> **やること**:
**a.** 引用文にある「日本人のほとんどは、ブレーキは右手で前ブレーキを操作します。」という一文を英語に訳してください。
**b.** 引用文の「日本人のほとんどは」で始まる段落を、主な事実を残したまま箇条書きにまとめてください。

> **引用文**:
--

日本人のほとんどは、ブレーキは右手で前ブレーキを操作します。ディスクブレーキは車体の左側なので、ブレーキホースは車体の前で右側から左側へと横切ります。ならば、左手で操作する後ブレーキは右側へ流して車体前方で交差させた方がスッキリすると考えて、ホースや配線の入り口を決めました。この配置ならホース類がフレームに擦れて塗装が痛むのも防げると思います。
完成状態がこちら!
写真を撮るときは、必ずバルブを下側で揃えてください!・・・と言う注意事項付き(笑)
本当に素晴らしい自転車が仕上がったと思います。
この自転車は、お客様の具体的なご希望や、イメージ、ビルダーさんやペインターさんの技術があってこその仕上がりでしょう。僕は、そこに少しだけ意見や私見をプラスさせていただきました。

--

> **データ抜粋**:

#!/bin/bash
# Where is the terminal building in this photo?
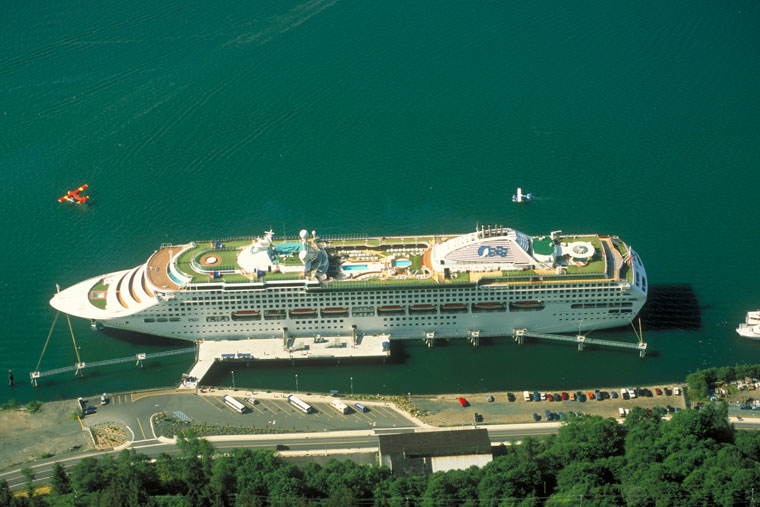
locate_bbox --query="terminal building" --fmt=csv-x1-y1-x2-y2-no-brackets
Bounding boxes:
378,428,493,476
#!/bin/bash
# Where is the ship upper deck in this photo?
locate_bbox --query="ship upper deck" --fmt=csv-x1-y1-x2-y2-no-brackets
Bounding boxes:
147,233,632,291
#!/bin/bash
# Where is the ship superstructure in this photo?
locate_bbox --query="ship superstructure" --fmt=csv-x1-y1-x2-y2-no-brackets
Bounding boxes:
50,225,647,340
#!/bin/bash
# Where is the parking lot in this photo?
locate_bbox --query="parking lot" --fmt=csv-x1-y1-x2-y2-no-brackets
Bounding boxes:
413,386,685,426
84,389,414,440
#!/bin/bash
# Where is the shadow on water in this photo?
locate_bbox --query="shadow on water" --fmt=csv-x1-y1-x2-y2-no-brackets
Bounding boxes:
639,284,702,331
100,327,192,348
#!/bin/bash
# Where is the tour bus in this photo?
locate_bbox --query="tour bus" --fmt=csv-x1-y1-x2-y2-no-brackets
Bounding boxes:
222,394,245,414
330,400,348,414
288,394,312,414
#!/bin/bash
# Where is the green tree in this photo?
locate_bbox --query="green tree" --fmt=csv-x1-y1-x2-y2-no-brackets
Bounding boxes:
49,462,71,496
0,479,13,505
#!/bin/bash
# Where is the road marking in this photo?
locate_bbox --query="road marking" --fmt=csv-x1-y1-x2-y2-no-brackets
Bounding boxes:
261,400,277,412
199,396,224,412
137,417,148,440
356,409,372,421
129,388,180,403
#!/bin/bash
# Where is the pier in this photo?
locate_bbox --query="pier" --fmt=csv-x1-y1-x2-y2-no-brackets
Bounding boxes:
513,329,647,357
179,330,391,389
29,347,195,387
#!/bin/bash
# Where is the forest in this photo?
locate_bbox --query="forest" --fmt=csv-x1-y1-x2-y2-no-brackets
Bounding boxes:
0,404,760,507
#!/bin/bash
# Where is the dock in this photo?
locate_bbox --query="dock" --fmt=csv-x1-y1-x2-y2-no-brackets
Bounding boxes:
179,333,391,389
513,329,647,357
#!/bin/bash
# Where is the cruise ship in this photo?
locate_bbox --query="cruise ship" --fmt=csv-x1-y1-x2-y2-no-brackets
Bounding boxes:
50,225,647,341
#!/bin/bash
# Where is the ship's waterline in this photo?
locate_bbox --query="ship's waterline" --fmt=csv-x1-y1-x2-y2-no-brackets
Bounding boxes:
51,226,647,340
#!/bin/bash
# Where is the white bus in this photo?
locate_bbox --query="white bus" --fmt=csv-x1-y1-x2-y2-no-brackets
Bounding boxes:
288,394,312,414
330,400,348,414
222,394,245,414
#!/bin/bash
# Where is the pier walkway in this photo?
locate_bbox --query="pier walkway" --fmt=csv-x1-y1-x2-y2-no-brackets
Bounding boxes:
514,329,647,357
29,347,195,386
179,333,390,389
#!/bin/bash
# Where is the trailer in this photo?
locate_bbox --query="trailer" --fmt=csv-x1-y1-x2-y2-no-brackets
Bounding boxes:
222,394,245,414
288,394,313,414
330,400,348,415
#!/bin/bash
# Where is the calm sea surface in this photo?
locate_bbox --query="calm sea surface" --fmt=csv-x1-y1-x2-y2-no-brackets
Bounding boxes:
0,0,760,401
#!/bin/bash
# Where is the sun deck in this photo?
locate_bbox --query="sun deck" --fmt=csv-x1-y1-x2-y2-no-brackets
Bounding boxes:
141,231,631,290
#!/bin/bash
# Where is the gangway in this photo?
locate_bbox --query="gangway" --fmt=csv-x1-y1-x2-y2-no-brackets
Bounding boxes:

--

> **解答一覧**:
**a.** Most Japanese people operate the front brake with their right hand.

**b.**
- 日本人の多くは右手で前ブレーキを操作する。
- ディスクブレーキは車体の左側にあるため、前ブレーキのホースは車体の前で右から左へ横切る。
- そこで、左手で操作する後ブレーキのホースは右側へ流し、車体前方で交差させる形にして、ホースや配線の入り口を決めた。
- この配置なら、ホース類がフレームに擦れて塗装が傷むのも防げると考えている。